-- DATA PROVIDED follows --

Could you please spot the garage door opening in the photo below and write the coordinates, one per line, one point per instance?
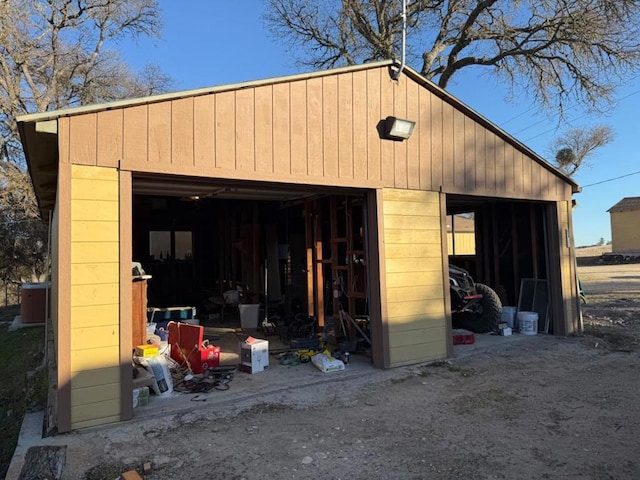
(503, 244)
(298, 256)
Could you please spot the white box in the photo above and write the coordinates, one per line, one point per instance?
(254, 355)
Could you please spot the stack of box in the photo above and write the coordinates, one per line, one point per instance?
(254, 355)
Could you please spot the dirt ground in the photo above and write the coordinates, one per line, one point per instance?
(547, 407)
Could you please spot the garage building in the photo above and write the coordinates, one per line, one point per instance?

-- DATA PROVIDED concluded --

* [TASK INSTRUCTIONS]:
When copying the listing, print each line exactly but leave out every picture.

* [SOLUTION FOR THIS PROBLEM]:
Could you please spot the garage door opening in the photo below and write the coordinates, one per line, one point per instance?
(503, 244)
(298, 256)
Could you please spot the white box in the photo above and write the coordinates, one per line, one point per instance?
(254, 355)
Could you please spot the stack of box in the photo above and write the coordinates, one per line, one point per instance?
(254, 355)
Could you please spot the dirt ground in the photo above and write the coordinates, one per line, one point per instance?
(547, 407)
Could you please spot the garage building in the photo above and write the coordinates, one per line, one point per instance?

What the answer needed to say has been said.